GIVEN PASSAGE =>
──────

# Roamio Remote Control



## walkerism (Aug 16, 2001)

After 6 years I've dumped DirectV and went back to Comcast to with a 6 Tuner Roamio and a two minis. My only issue is the Roamio remote. It is wayyyy too fast. It seems like when I push a button, 4 to 5 actions take place. I tried resetting the remote, but it is still doing the same thing. Any help will be appreciated.


----------



## dlfl (Jul 6, 2006)

Assuming the batteries are good, this definitely isn't right. Is the remote in RF mode? Although this behavior is wrong in either IR or RF mode. Time to talk to TiVo support I think.


----------



## oscarfish (Mar 2, 2009)

I have a fairly new Romio and new remote (four months old), and I do have a problem with the remote. I don't think it registers 4 or 5 clicks, but it definitely sometimes registers multiple clicks. Until this thread, I had assumed it was simply a single extra click. But I don't think the extra click is necessarily the same button I pushed.

On my todo list has been an entry to deal with this. I hate dealing with this sort of stuff. I don't know what sort of warranty options are available here. I suppose I should call to find out.


----------



## dlfl (Jul 6, 2006)

oscarfish said:


> I have a fairly new Romio and new remote (four months old), and I do have a problem with the remote. I don't think it registers 4 or 5 clicks, but it definitely sometimes registers multiple clicks. Until this thread, I had assumed it was simply a single extra click. But I don't think the extra click is necessarily the same button I pushed.
> 
> On my todo list has been an entry to deal with this. I hate dealing with this sort of stuff. I don't know what sort of warranty options are available here. I suppose I should call to find out.


Yes call. They will probably just send you a new remote.


----------



## hhh222 (Jul 28, 2005)

I got a Roamio plus a little over a week ago (switched from directv to comcast) and have two remotes for it set on rf. On both of them I do get what appear to be multiple clicks but it could be I'm just not used to the differences between to roamio and my Series 3.

──────

RECORDED INFORMATION =>
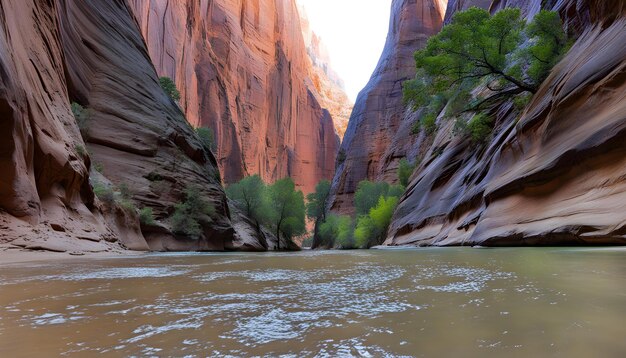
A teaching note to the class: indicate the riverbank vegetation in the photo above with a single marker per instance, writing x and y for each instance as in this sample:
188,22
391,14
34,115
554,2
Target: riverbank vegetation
279,206
480,61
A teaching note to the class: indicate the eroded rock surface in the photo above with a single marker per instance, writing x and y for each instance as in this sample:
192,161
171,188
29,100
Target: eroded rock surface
243,70
378,113
92,52
554,175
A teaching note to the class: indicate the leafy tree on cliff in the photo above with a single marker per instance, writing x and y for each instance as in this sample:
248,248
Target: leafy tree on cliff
170,88
286,214
316,207
250,195
371,229
502,52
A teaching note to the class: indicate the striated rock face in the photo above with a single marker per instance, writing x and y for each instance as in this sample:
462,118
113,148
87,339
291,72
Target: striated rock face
377,117
135,132
92,52
556,176
328,84
46,201
243,70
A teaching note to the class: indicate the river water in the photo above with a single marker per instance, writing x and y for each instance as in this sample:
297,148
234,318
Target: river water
455,302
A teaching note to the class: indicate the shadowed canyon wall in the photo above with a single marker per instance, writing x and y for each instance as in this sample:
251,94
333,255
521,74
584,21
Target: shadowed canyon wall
92,52
243,70
377,118
554,174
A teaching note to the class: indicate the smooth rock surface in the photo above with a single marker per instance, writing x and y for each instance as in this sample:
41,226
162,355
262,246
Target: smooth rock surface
243,70
378,112
555,175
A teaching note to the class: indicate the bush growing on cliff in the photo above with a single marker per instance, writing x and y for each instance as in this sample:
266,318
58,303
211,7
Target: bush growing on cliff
250,196
170,88
368,193
286,216
146,217
502,52
316,208
207,138
405,169
81,115
191,213
336,231
371,229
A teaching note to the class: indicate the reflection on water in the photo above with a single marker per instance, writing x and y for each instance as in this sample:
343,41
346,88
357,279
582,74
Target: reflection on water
431,302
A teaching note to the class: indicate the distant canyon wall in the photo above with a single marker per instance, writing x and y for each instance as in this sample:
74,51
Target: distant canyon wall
377,135
243,70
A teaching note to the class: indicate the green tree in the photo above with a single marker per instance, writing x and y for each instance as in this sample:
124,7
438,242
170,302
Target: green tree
371,228
336,230
191,213
479,48
286,216
405,169
170,88
316,207
250,195
207,138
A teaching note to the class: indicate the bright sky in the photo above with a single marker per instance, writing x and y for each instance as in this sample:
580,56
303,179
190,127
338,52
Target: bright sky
354,32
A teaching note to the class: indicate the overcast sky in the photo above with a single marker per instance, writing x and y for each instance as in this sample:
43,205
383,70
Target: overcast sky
354,32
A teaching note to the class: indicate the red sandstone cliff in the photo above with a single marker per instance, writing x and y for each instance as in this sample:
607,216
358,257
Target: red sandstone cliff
377,117
92,52
243,70
555,174
327,82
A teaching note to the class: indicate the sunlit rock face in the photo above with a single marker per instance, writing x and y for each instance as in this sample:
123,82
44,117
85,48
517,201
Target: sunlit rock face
377,136
555,175
92,52
327,82
242,69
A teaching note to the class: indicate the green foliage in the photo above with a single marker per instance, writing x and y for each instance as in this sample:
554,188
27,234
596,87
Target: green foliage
146,217
81,115
154,176
80,149
341,157
287,214
191,213
337,230
548,45
99,167
479,48
169,87
104,193
371,228
368,193
207,138
316,201
480,127
250,195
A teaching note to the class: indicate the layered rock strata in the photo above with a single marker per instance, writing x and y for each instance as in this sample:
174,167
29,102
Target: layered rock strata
377,118
243,70
554,174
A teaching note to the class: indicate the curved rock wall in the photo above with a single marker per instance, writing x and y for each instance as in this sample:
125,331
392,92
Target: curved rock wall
377,118
92,52
555,176
46,201
243,70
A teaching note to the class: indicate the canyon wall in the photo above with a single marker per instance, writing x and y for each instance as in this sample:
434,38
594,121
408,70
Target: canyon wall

──────

TO DO =>
1: Write out the Roamio remote thread from "Yes call. They" up to and including "my Series 3.".
2: In the entries, switch "canyon" to "gorge" in the lines from the line with "A teaching note to the class: indicate the curved" up to and including the last line of the entries, leaving everything else unchanged. Give only those lines.
The Roamio remote thread and the entries come from separate, unrelated sources.

SOLUTIONS =>
1:
Yes call. They will probably just send you a new remote.


----------



## hhh222 (Jul 28, 2005)

I got a Roamio plus a little over a week ago (switched from directv to comcast) and have two remotes for it set on rf. On both of them I do get what appear to be multiple clicks but it could be I'm just not used to the differences between to roamio and my Series 3.

2:
A teaching note to the class: indicate the curved rock wall in the photo above with a single marker per instance, writing x and y for each instance as in this sample:
125,331
392,92
Target: curved rock wall
377,118
92,52
555,176
46,201
243,70
A teaching note to the class: indicate the gorge wall in the photo above with a single marker per instance, writing x and y for each instance as in this sample:
434,38
594,121
408,70
Target: gorge wall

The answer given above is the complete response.